WRITTEN TASKS:
**a.** In the RemusDB performance excerpt, what is the base VM's execution time for TPC-H with Postgres?
**b.** Continue the RemusDB performance excerpt from its final sentence.

DOCUMENT EXCERPT:
- - -
TPC-C overhead (Postgres) [base score = 243 tpmC]

https://static-content.springer.com/image/art%3A10.1007%2Fs00778-012-0294-6/MediaObjects/778_2012_294_Fig9_HTML.gif
Fig. 9

TPC-C overhead (MySQL) [base score = 365 tpmC]

Figure 10 presents the results for TPC-H with Postgres. In this case, the \(y\)-axis presents the total execution time of a warmup run and a power test run normalized with respect to the base VM’s execution time (921 s). The normalized execution time is defined as: (base execution time)/(execution time with optimization being evaluated). Since TPC-H is a decision support benchmark that consists of long running compute and I/O intensive queries typical of a data warehousing environment, it shows very different performance gains with different RemusDB optimizations as compared to TPC-C. In particular, as opposed to TPC-C, we see some performance gains with RT because TPC-H is a read intensive workload, and absolutely no gain with CP because it is insensitive to network latency. A combination of optimizations still provides the best performance, but in case of TPC-H, most of the benefits come from memory optimizations (ASC and RT). These transparent memory optimizations bring performance to within 10 % of the base case, which is a reasonable performance overhead. Using the non-transparent CP adds no benefit and is therefore not necessary. Moreover, the opportunity for further performance improvement by using the non-transparent memory deprotection interface (presented in Sect. 4.2.2) is limited to 10 %. Therefore, we conclude that it is not worth the additional complexity to pursue it.
- - -
Image segmentation entries
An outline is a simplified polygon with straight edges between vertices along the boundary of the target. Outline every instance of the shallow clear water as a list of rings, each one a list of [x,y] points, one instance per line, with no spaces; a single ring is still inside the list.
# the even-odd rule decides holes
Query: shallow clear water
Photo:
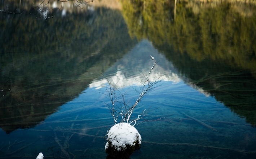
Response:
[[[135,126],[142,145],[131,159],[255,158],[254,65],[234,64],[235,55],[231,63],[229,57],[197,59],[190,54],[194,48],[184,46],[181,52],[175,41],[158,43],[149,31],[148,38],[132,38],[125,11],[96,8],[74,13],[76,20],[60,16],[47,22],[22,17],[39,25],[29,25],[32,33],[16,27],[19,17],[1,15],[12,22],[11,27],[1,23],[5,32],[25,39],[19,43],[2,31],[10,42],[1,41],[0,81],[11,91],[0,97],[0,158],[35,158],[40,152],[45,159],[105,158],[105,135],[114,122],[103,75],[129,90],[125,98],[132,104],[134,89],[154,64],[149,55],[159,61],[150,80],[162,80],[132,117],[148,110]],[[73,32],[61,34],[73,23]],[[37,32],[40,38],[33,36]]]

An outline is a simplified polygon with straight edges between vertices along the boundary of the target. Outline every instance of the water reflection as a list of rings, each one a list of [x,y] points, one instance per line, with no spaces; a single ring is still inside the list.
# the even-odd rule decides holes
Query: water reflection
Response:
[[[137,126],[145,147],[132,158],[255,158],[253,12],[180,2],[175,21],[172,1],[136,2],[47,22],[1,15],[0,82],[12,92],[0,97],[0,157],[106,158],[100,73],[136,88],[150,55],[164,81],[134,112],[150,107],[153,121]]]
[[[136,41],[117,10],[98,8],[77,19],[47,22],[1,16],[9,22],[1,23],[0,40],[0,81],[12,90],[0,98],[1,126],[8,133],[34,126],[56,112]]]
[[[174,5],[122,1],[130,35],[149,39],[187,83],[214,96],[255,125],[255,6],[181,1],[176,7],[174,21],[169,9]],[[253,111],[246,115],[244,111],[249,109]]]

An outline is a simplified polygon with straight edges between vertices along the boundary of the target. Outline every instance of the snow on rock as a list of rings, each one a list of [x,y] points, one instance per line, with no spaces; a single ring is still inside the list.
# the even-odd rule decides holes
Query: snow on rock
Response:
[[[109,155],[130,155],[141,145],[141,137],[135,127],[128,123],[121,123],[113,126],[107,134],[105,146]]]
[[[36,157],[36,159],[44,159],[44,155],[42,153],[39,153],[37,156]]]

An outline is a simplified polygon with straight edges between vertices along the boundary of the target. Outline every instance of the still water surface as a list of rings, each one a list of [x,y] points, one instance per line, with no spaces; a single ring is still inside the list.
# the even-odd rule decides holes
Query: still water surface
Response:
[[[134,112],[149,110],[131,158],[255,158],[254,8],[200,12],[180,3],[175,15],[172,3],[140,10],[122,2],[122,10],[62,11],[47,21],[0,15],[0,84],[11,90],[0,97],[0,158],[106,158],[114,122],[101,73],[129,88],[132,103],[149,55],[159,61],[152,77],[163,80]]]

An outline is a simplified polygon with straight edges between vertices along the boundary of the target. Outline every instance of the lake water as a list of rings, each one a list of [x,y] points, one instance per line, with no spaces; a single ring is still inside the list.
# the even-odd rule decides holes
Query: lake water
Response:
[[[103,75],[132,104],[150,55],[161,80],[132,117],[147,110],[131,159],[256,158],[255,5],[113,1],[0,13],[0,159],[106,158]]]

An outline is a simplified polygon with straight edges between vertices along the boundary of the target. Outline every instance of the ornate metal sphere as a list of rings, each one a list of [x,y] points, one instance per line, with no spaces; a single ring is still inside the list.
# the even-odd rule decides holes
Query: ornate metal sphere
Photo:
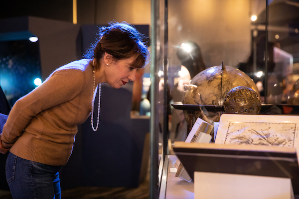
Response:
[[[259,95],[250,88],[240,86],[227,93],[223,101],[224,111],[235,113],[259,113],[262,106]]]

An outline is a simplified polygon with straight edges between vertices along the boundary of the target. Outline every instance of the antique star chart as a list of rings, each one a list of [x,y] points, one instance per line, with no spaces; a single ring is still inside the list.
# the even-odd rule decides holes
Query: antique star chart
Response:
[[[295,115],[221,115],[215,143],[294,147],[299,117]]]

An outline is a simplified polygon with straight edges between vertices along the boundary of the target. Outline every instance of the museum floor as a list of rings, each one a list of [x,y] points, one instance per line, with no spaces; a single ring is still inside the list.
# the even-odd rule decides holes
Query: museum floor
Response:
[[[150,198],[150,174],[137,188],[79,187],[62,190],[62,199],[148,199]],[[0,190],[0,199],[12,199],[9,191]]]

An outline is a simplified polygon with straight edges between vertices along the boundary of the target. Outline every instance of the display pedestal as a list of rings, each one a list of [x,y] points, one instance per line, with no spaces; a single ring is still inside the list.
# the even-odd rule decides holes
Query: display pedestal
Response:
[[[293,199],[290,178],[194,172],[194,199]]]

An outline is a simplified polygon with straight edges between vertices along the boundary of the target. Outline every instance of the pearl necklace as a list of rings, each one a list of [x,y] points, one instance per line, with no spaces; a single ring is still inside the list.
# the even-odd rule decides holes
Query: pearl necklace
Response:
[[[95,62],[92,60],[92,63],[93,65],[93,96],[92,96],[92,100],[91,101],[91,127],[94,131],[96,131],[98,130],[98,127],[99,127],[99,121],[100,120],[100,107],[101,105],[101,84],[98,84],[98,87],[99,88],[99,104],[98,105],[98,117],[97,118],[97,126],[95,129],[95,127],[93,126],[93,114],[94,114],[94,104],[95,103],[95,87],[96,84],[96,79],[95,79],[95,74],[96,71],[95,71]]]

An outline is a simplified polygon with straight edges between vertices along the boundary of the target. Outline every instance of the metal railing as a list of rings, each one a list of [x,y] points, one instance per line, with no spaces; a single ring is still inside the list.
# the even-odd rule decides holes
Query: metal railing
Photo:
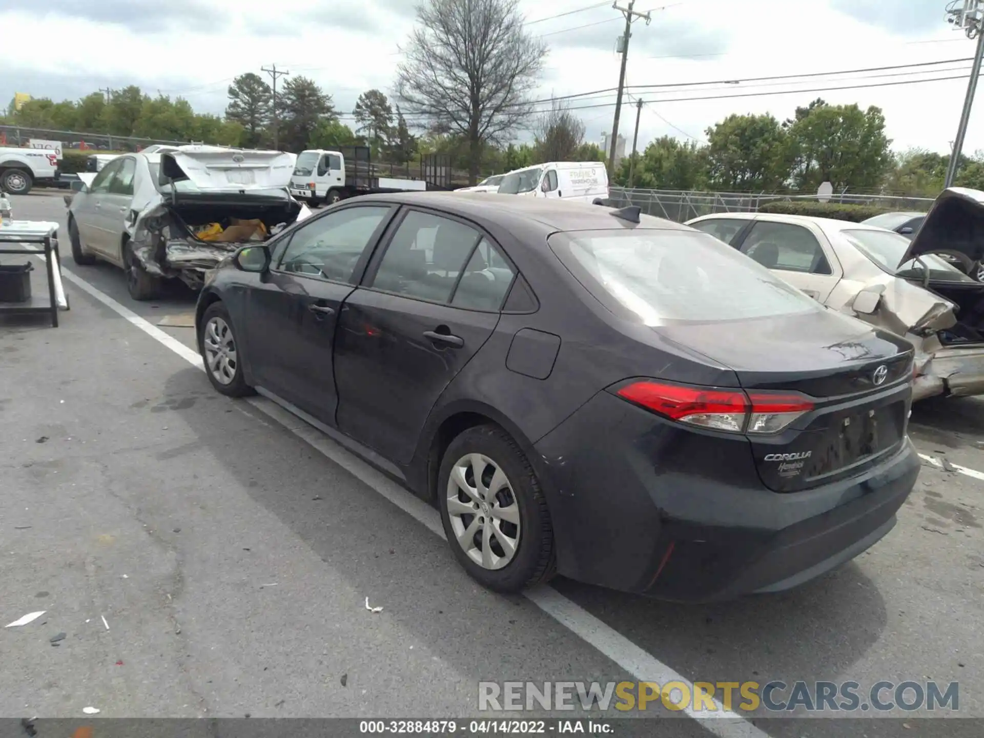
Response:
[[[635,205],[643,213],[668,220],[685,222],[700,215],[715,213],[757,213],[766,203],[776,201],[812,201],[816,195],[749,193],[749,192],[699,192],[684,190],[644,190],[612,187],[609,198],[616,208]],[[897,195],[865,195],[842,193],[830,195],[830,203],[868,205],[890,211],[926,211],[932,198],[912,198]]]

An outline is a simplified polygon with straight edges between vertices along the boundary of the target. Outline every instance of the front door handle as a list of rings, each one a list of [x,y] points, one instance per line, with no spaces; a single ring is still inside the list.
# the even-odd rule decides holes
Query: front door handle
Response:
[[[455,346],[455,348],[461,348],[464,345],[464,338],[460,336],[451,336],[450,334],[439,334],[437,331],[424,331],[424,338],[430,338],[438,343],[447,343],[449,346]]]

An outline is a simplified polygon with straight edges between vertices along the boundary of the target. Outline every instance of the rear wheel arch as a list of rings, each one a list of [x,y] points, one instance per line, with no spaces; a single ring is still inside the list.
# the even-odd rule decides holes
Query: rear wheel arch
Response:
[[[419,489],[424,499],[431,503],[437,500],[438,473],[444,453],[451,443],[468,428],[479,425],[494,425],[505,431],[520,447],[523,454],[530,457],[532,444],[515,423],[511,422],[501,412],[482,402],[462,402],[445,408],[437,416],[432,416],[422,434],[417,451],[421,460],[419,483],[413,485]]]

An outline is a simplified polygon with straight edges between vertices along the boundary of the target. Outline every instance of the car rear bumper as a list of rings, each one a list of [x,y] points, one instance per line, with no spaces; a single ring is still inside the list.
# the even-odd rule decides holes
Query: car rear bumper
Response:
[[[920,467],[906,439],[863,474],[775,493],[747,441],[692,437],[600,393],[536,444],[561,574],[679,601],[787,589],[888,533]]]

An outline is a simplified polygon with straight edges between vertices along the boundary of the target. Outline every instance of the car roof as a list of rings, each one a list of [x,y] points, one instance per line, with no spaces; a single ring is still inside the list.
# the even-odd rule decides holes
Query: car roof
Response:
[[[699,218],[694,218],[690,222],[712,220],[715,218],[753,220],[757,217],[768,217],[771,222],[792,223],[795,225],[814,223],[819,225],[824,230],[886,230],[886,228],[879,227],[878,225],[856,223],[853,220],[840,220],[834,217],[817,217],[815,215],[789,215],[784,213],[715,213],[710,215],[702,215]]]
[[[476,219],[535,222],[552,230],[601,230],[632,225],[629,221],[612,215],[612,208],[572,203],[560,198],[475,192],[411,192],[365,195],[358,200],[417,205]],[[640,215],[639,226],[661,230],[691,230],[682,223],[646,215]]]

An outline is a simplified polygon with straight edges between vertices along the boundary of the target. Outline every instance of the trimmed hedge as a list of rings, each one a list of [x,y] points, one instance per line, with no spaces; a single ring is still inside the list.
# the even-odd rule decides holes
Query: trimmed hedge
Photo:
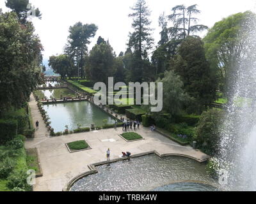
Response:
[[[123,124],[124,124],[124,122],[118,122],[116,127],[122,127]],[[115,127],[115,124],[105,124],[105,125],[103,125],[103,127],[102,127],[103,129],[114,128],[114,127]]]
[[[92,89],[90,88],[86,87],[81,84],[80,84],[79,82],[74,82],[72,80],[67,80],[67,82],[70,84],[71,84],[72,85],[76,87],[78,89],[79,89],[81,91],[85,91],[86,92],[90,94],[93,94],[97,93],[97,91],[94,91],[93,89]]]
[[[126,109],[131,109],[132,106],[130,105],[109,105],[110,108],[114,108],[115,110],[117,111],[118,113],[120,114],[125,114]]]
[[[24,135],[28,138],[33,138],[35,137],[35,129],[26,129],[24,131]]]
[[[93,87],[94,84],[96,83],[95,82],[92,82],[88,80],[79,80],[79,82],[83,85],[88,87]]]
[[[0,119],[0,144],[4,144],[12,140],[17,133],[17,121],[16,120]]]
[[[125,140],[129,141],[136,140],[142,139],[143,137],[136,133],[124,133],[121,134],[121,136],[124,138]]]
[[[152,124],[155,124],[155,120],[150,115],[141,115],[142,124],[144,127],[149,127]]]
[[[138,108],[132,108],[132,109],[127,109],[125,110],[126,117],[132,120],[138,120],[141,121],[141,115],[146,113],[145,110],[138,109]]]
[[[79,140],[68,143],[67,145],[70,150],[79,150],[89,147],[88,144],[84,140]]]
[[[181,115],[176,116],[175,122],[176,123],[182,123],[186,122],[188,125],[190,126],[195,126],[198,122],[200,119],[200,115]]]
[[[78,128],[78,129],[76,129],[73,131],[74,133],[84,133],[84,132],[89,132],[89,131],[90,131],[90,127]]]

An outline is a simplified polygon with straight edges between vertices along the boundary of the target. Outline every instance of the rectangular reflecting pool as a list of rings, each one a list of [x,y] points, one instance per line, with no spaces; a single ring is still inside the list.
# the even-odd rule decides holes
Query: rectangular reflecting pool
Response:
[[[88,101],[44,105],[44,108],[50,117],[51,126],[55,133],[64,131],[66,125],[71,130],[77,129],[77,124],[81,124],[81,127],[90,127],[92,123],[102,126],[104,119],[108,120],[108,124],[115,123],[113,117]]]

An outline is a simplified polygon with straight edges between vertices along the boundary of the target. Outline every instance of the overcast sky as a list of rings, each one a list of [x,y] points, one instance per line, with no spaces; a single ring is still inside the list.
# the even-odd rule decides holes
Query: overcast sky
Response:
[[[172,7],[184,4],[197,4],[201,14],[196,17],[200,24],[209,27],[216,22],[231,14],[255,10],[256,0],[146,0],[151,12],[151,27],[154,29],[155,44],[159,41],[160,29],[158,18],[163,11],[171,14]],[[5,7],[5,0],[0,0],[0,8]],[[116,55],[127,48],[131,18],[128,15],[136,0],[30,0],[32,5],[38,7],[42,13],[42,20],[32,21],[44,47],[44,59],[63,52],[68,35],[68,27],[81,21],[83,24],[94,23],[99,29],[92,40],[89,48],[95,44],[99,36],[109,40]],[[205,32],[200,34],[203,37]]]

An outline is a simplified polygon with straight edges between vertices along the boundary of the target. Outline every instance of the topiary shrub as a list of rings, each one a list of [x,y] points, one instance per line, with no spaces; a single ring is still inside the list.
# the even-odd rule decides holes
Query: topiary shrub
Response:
- - -
FINAL RESULTS:
**a.** 921 seconds.

**b.**
https://static-content.springer.com/image/art%3A10.1007%2Fs00778-012-0294-6/MediaObjects/778_2012_294_Fig10_HTML.gif
Fig. 10

TPC-H overhead (Postgres) [base runtime = 921 s]

Finally, we present the results for TPC-W with Postgres in Fig. 11. Each test was run with the settings presented in Table 2 for a duration of 20 min. We drive the load on the database server using 252 Emulated Browsers (EBs) that are equally divided among three instances of Apache Tomcat, which in turn access the database to create dynamic web pages and return them to EBs, as specified by the TPC-W benchmark standard [37]. We use the TPC-W browsing mix with image serving turned off at the clients. The \(y\)-axis on Fig. 11 presents TPC-W scores, Web Interactions Per Second (WIPS), normalized to the base VM score (36 WIPS). TPC-W behaves very similar to TPC-C workload: ASC and CP provide the most benefit while RT does not provide any benefit.
https://static-content.springer.com/image/art%3A10.1007%2Fs00778-012-0294-6/MediaObjects/778_2012_294_Fig11_HTML.gif
Fig. 11

TPC-W overhead (Postgres)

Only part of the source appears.